BEGIN Selected text
How do we use matter?

Distinguish between the terms ‘group’ and ‘period’

Periods are the horizontal rows of the periodic table. Periods are determined by the number of the electronic shell which a neutral atom consists of.

The vertical columns of the periodic table, for example, noble gases. Groups are determined by the number of electrons in the outermost shell or the valence electrons. (often transition metals are ignored when discussing valence electrons and groups, for example, group 7 is actually the 17th row)

Identify the relationship between the electronic arrangement of elements & their position in the periodic table up to Z=20

The period or the row in which the element is positioned in the periodic table refers to the number of electronic shells in its electronic configuration.

The group or the column in which the element is positioned in the periodic table refers to the number of valence electrons in the neutral atom or the number of electrons in the outermost shell. (this pattern excludes transition metals)

These periods and groups are indicated by the electronic configuration of the neutral atom.

Identify the relationship between the number of electrons in the highest occupied energy level for an element & its position in the periodic table 

The group or the column of the atom is determined by the number of valence electrons or the number of electrons in the outermost shell in a neutral atom. (this pattern excludes transition metals)

Describe the properties of metals & non-metals


Suggest how metallic bonding explains the properties of metals

Solid metals have a lot of atoms arranged in a regular structure and hence creating a giant structure of atoms. These atoms lose their outermost electrons and become cations while sharing their electrons (known as the delocalized electrons) with each other in the metal. This results in electrostatic force between the positive cations and negative electrons, which holds everything together in a regular structure and provides metal with its typical properties. This bond between the metal’s atoms is known as metallic bonding. 

Strength and MP & BP 

The strong electrostatic forces give the metal its strength due to great attraction between the subatomic particles, furthermore, this also increases the MP and BP since greater energy/heat is required to overcome the Intermolecular forces. Therefore, most metals are solid at room temperature and very strong. 

Conductivity of electricity and heat: 

The delocalized electrons are able to carry the electricity and thermal energy and heat, therefore, metallic structures are good conductors of heat and electricity due to these delocalized electrons which are not found in other nonmetals. 


Malleable and ductile: 

Despite the strength of metallic structures due to the electrostatic force, metals can still be easily bent or hammered into shapes as well as drawn into wire, this is because the metallic structures are often in a regular pattern and thus layers can be slid over one another and thus they are not as fixed. 

Outline how metals can be extracted in relation to the reactivity series

The reactivity series is a series of metal elements, and sometimes carbon and hydrogen, that is arranged according to their reactivity from highest to lowest. Even though hydrogen and carbon are not metals, they are helpful in determining the exact method of extraction as well as helpful indicators for comparison. 


Extraction is the process where metals are acquired from the different ores, these methods often vary from the types of metal that are being extracted, the reactivity series aids us in determining the ideal method of extraction depending upon its reactivity.
END Selected text
BEGIN Stored data
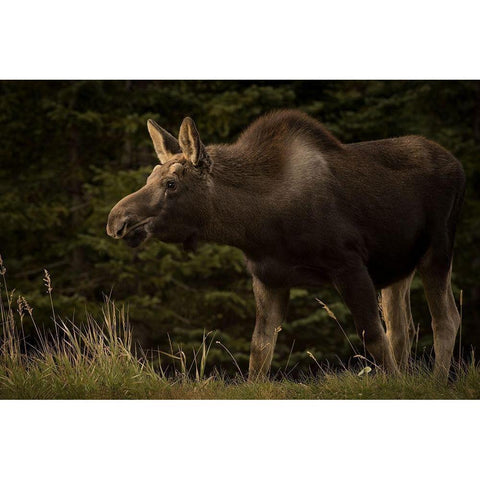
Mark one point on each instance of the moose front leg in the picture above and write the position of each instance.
(358, 292)
(271, 306)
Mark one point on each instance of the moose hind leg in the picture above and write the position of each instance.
(358, 292)
(398, 319)
(271, 307)
(436, 277)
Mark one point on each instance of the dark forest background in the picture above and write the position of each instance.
(69, 150)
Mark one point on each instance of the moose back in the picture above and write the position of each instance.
(307, 210)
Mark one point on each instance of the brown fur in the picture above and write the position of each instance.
(308, 210)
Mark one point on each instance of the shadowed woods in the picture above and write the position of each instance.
(81, 146)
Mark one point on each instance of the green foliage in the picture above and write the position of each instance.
(69, 150)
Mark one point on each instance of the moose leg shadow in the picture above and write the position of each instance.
(271, 310)
(436, 278)
(398, 319)
(358, 292)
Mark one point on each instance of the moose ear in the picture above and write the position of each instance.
(165, 144)
(191, 145)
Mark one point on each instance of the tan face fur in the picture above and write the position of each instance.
(171, 205)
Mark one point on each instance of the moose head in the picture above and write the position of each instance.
(173, 204)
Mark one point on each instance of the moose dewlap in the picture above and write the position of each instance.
(309, 210)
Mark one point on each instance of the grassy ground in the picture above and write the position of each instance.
(96, 361)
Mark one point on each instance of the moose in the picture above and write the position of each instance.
(307, 210)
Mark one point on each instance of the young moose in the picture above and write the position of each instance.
(306, 209)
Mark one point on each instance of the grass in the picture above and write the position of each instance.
(97, 360)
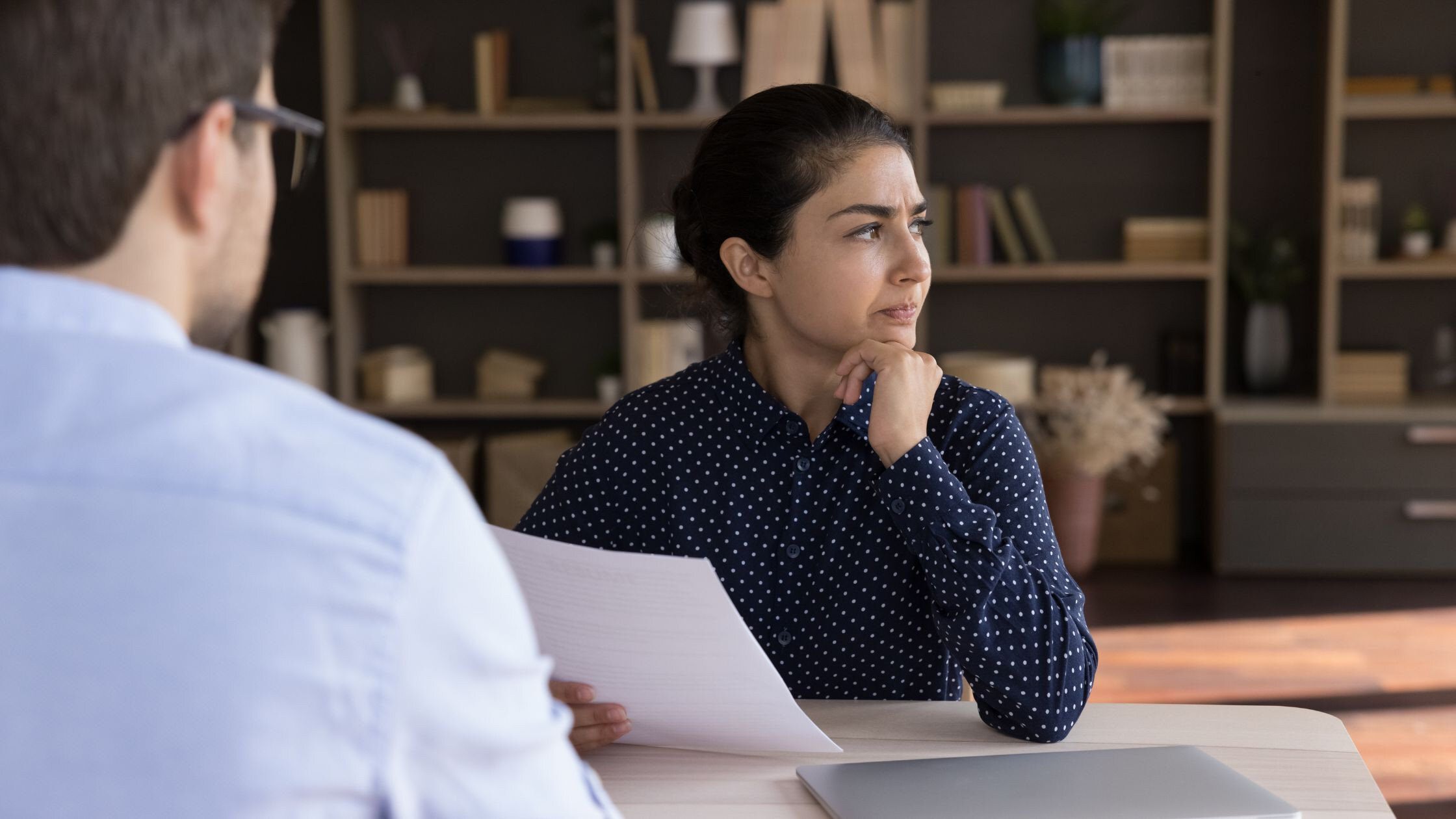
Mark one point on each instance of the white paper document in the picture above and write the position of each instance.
(660, 636)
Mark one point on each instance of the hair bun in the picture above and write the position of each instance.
(686, 222)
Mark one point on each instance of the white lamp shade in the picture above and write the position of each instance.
(705, 34)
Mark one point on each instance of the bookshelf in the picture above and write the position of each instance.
(645, 152)
(1356, 130)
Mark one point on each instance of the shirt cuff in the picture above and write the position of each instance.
(926, 499)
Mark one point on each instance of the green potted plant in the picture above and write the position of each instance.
(1085, 424)
(1264, 268)
(1416, 238)
(609, 378)
(1069, 55)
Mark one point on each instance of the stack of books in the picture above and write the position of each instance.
(1359, 219)
(986, 229)
(1165, 239)
(666, 347)
(1372, 376)
(382, 225)
(872, 46)
(1155, 70)
(967, 97)
(1399, 86)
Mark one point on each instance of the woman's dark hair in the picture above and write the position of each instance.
(755, 168)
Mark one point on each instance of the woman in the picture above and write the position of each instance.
(881, 526)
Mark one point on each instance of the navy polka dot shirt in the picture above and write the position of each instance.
(858, 580)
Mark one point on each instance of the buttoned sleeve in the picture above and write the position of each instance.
(1005, 605)
(476, 732)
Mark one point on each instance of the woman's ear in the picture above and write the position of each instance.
(746, 266)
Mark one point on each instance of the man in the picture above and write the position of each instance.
(220, 592)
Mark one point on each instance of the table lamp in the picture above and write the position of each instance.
(705, 37)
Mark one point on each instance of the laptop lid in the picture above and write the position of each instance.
(1139, 783)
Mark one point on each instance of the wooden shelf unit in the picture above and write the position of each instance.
(1342, 111)
(628, 125)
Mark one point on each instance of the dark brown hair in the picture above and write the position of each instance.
(755, 168)
(94, 91)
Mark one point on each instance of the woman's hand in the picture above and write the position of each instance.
(905, 394)
(593, 725)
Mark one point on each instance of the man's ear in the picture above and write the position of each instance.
(205, 168)
(748, 267)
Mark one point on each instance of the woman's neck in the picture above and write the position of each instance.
(797, 374)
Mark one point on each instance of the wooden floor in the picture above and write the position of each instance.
(1381, 655)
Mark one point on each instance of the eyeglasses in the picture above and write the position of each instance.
(299, 153)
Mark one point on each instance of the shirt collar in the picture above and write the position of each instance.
(765, 413)
(51, 302)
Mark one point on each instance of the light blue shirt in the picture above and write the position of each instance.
(222, 593)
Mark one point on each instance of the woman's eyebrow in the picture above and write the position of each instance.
(881, 212)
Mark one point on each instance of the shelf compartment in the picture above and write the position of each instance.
(1075, 272)
(486, 276)
(468, 408)
(1071, 116)
(472, 122)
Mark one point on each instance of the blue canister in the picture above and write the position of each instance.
(530, 228)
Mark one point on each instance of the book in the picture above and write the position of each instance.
(1032, 225)
(1156, 70)
(382, 228)
(1359, 219)
(486, 68)
(973, 225)
(857, 64)
(760, 47)
(800, 55)
(647, 85)
(897, 56)
(966, 231)
(1005, 228)
(938, 239)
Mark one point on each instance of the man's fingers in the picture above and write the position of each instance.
(604, 713)
(571, 693)
(597, 736)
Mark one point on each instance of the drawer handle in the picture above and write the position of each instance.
(1430, 510)
(1429, 435)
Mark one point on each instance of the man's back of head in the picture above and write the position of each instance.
(222, 593)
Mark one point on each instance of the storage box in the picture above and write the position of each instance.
(398, 375)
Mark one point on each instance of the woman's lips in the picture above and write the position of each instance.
(902, 314)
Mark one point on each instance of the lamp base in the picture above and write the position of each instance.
(707, 103)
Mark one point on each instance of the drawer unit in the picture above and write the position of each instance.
(1329, 535)
(1337, 497)
(1340, 456)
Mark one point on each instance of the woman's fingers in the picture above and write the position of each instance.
(571, 693)
(592, 738)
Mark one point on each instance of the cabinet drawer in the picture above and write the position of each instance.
(1390, 534)
(1338, 456)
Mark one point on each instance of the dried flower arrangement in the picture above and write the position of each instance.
(1095, 420)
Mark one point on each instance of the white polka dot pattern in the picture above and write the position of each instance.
(859, 582)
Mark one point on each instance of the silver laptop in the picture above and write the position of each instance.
(1141, 783)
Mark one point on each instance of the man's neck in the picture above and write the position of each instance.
(153, 270)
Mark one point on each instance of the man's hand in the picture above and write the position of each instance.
(595, 725)
(905, 394)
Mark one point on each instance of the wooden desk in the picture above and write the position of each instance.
(1303, 757)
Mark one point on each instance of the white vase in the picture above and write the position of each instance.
(1266, 347)
(296, 346)
(410, 94)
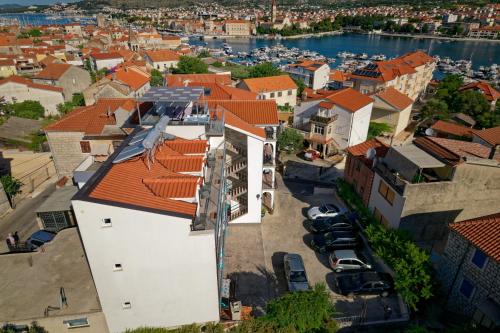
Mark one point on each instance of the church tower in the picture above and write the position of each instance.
(273, 11)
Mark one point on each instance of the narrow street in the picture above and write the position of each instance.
(23, 219)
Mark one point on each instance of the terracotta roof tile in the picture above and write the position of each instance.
(482, 232)
(92, 119)
(53, 71)
(271, 83)
(395, 98)
(451, 128)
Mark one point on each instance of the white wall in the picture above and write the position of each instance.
(169, 273)
(360, 124)
(391, 212)
(20, 92)
(255, 151)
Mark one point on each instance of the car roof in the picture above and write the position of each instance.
(295, 261)
(345, 254)
(43, 235)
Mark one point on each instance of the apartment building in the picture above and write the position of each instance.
(70, 78)
(175, 183)
(162, 59)
(315, 74)
(90, 131)
(409, 74)
(335, 120)
(392, 108)
(469, 270)
(237, 27)
(20, 89)
(423, 186)
(279, 88)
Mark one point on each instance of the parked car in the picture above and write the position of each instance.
(345, 260)
(364, 283)
(38, 238)
(334, 240)
(327, 210)
(336, 223)
(295, 272)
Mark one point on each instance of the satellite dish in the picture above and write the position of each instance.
(429, 132)
(371, 153)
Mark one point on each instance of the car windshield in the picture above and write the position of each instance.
(298, 276)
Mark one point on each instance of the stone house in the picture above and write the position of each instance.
(423, 186)
(470, 270)
(90, 131)
(70, 78)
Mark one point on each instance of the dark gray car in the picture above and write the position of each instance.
(295, 272)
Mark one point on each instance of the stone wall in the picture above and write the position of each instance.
(456, 265)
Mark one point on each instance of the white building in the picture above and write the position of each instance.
(106, 60)
(280, 88)
(152, 221)
(19, 89)
(315, 74)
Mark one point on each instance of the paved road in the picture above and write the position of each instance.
(23, 218)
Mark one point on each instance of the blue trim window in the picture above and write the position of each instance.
(479, 258)
(466, 288)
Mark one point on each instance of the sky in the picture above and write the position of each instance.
(31, 2)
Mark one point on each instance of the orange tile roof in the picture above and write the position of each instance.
(483, 232)
(257, 112)
(92, 119)
(490, 93)
(156, 187)
(53, 71)
(132, 77)
(451, 128)
(349, 99)
(177, 80)
(271, 83)
(162, 55)
(395, 98)
(29, 83)
(490, 135)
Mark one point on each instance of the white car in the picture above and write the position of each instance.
(327, 210)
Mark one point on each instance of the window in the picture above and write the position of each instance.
(479, 258)
(466, 288)
(74, 323)
(386, 192)
(319, 129)
(85, 145)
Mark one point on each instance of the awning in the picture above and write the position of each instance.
(418, 157)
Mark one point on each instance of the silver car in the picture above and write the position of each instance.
(327, 210)
(345, 260)
(295, 272)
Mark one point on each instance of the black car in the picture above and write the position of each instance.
(364, 283)
(337, 223)
(334, 240)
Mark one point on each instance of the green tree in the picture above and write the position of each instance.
(306, 311)
(156, 78)
(27, 109)
(263, 70)
(190, 65)
(376, 129)
(11, 186)
(290, 140)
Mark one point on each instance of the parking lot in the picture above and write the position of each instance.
(258, 250)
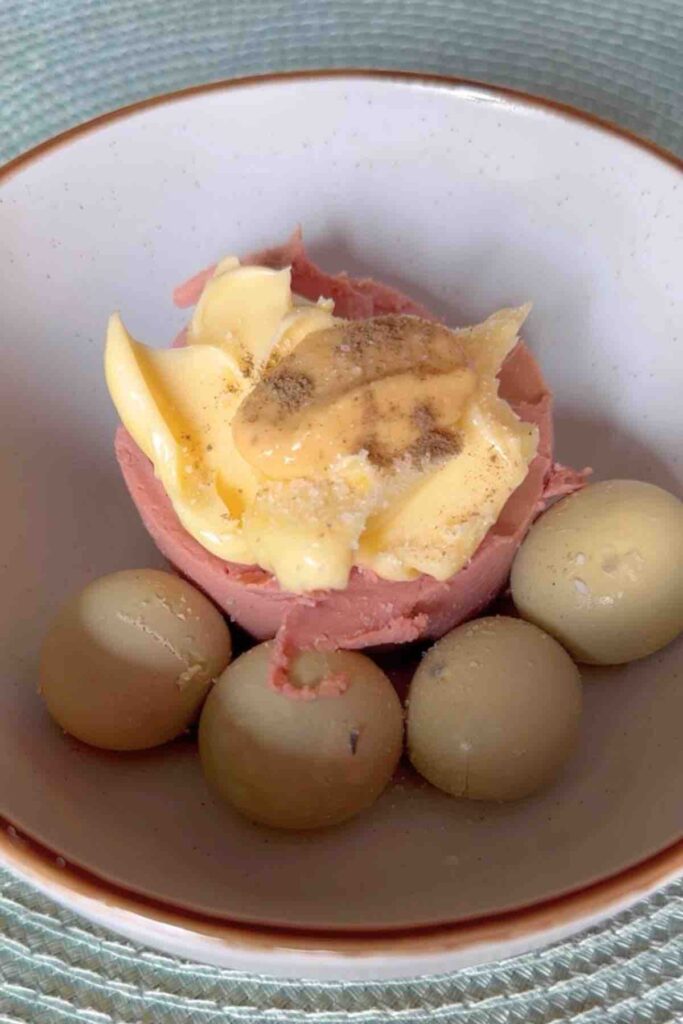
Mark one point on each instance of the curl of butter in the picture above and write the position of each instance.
(396, 505)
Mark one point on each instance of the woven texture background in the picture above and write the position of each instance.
(62, 61)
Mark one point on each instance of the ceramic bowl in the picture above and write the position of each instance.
(468, 199)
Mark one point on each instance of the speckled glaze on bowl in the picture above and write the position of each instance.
(468, 199)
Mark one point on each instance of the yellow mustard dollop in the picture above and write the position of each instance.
(304, 443)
END Stored data
▸ Task set
[A] In the chemistry notes, what are the electrons that metal atoms share with each other called?
[B] Extend the chemistry notes by continuing from their final sentence on the reactivity series and the extraction of metals.
The records above come from a different source than the chemistry notes.

▸ Answers for this exercise
[A] They are called delocalized electrons.

[B]
Metals can be extracted in two ways electrolysis and reduction. Elements above carbon can be extracted through electrolysis, while elements below carbon can be acquired via reduction. Although gold and platinum are native and thus do not require extraction. 


In order to extract metals above carbon, electrolysis is required, this is when the different ionic compounds with opposite charges attract to their respective charged electrodes. Thus the two different ions can be separated and the specific metal can be acquired. Although, the initial rock/ore must be melted before electrolysis could be conducted. 


  1. place pieces of ores in a crucible and heat over a Bunsen burner until it melts 
  2. insert two carbon electrodes into the molten electrolyte and pass a direct current between them 

Note: Carbon electrodes are chosen because they have a high melting point and are inert (they will not react with the reactants and products during electrolysis).  

It is easy to predict the products of electrolysis of molten electrolytes because they simply split into their elements: 

  1. The metal is formed at the negative electrode because that is where the positive metal ions are attracted 
  2. The non-metal element is formed at the positive electrode where the negative non-metal ions are attracted 

Reduction (smelting)

Often ores are usually oxides, sulfates, carbonates of a certain element, in order to acquire the element itself it is necessary to displace the less reactive element with a more reactive one through a single displacement reaction. This occurs when the metal is replaced by another element higher than itself on the reactivity series. The other material which displaces the metal is known as the reductant which often is carbon in the form of charcoal, this ensures that it already is more reactive than the metal otherwise reduction wouldn’t have been chosen. 


  1. Place the pieces of the ores, or your oxide/sulfate/carbonate into a crucible with a reductant and heat it over a Bunsen burner for a while. 
  2. Immediately pour the contents into a beaker of cold water 
  3. Drain the water with charcoal contents and rinse with water again. 
  4. Repeat the previous step several times 
  5. Finally, drain the water and collect the metal particles at the bottom of the beaker. 


Note: reduction only occurs for the metal which loses the oxygen, whereas, oxidation occurs for the reductant which gains an oxygen element. In real life, a blast furnace is utilized to heat the ore, while the gases/the slag is later removed.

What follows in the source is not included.